## WORK TO COMPLETE:
Locate every line in the listing that contains the word "silver" and copy each such line. Case counts.

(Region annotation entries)

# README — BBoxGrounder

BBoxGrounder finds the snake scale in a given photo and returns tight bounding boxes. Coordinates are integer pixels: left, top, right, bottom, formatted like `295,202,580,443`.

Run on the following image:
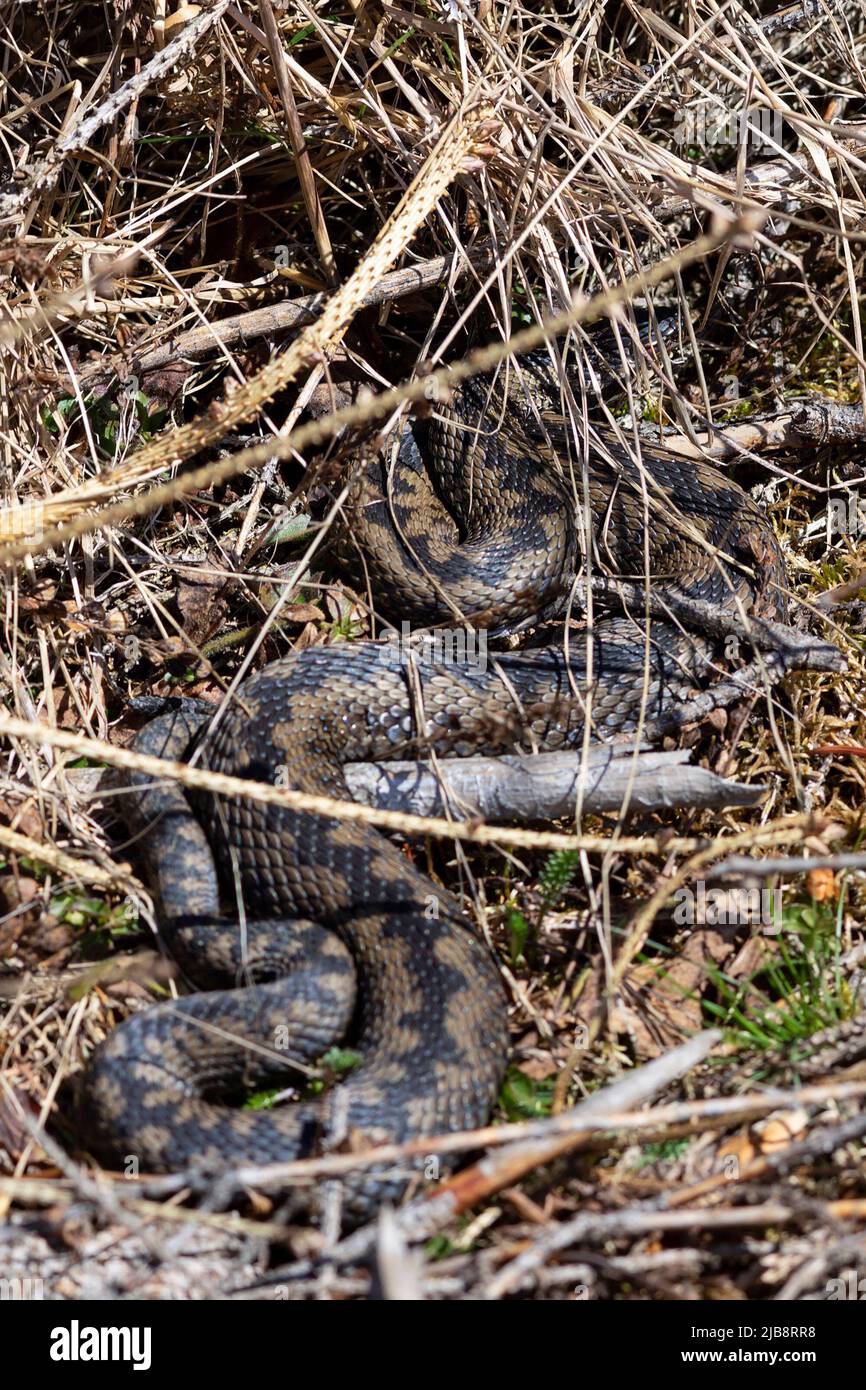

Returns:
81,353,784,1213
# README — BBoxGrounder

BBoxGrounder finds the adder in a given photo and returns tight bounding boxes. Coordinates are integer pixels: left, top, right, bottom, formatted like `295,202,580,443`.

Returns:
81,344,811,1215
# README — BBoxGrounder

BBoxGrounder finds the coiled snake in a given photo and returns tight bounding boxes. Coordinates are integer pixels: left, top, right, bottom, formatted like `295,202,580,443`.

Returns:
81,354,784,1212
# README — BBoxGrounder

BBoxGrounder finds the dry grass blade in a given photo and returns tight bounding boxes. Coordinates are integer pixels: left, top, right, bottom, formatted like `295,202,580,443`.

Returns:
0,0,866,1307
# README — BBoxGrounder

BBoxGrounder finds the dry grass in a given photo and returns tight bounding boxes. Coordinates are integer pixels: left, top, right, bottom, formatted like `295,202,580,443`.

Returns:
0,0,866,1298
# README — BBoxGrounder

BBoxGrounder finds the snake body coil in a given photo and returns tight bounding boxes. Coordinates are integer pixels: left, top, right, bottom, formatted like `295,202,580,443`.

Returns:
82,357,784,1211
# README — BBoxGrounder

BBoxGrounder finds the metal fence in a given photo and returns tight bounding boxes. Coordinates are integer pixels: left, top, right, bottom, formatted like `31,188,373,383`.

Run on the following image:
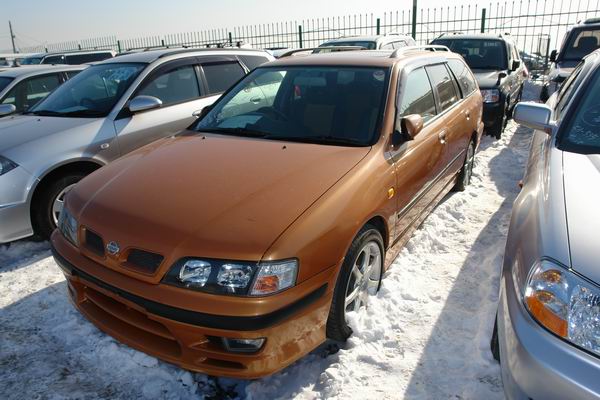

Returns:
14,0,600,73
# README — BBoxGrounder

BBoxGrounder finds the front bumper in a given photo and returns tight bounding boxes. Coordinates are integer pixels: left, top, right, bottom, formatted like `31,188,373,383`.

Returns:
498,273,600,400
0,167,35,243
52,232,335,379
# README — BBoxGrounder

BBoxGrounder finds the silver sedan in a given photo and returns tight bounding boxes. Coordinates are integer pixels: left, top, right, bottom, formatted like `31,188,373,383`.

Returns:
492,51,600,399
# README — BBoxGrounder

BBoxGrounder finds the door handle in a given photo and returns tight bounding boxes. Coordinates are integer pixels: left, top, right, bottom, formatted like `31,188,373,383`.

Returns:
438,129,448,144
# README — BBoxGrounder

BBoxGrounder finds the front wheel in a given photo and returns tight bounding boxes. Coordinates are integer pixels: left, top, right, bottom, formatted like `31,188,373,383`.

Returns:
31,172,86,240
327,225,385,342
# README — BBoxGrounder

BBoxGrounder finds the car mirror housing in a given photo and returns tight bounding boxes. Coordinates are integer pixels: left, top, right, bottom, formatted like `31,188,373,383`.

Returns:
400,114,424,140
128,96,162,113
0,104,17,117
513,102,552,134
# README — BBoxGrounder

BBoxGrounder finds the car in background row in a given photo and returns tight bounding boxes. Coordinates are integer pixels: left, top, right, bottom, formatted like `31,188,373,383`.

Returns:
52,46,483,379
540,18,600,102
491,51,600,400
0,65,87,118
431,33,528,139
21,50,117,65
319,33,416,50
0,49,273,243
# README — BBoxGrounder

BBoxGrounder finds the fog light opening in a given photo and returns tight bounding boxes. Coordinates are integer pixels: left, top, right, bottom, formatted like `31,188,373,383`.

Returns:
223,338,266,353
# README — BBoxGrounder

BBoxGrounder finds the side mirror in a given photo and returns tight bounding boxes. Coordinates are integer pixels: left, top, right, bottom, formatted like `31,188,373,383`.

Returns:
0,104,17,117
192,105,212,119
128,96,162,114
513,102,552,134
400,114,423,140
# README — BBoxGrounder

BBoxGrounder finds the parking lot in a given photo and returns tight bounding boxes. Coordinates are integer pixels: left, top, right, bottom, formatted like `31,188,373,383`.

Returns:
0,83,539,399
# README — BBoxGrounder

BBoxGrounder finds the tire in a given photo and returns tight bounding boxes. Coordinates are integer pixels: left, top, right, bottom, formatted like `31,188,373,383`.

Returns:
452,140,475,192
31,172,87,240
327,224,385,342
490,313,500,362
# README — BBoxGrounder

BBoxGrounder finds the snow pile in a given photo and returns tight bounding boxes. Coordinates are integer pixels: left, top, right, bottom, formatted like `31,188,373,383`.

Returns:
0,82,536,399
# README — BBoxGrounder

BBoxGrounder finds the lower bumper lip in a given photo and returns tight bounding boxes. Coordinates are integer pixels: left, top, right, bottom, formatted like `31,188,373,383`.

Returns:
52,246,327,331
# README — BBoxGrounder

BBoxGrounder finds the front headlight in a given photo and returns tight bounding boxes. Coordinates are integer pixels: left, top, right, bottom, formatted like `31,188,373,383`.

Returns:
524,260,600,355
163,258,298,296
481,89,500,103
0,156,18,176
58,207,79,246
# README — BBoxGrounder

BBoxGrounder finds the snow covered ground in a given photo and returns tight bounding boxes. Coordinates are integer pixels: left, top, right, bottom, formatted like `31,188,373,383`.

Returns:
0,86,535,399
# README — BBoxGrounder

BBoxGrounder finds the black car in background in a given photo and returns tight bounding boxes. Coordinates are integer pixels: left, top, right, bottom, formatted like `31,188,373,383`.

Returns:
540,18,600,103
431,33,528,139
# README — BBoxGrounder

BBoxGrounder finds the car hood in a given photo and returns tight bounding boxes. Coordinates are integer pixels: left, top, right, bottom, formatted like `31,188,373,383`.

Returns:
69,134,370,270
473,70,503,89
0,115,99,155
563,152,600,283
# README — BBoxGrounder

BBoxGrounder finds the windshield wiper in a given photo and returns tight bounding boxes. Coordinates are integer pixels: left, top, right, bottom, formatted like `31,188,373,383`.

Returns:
198,128,269,138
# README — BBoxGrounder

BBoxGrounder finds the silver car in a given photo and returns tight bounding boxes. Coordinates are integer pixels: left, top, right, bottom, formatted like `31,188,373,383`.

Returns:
492,50,600,400
0,49,273,243
0,65,88,118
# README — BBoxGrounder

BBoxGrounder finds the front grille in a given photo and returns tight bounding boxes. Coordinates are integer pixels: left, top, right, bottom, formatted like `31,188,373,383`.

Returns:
85,229,104,256
127,249,164,274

## TASK SOLUTION:
BBoxGrounder finds the silver sedan in a given photo and returns tight bounding boxes. Coordinates are integer pixels: left, top, right, bottom, formatted like `31,188,373,383`.
BBoxGrounder finds the silver car in a given photo and returns tight bounding boxes. Coordinates are integer pixels: left, top, right, bottom, formatted like `31,188,373,383`.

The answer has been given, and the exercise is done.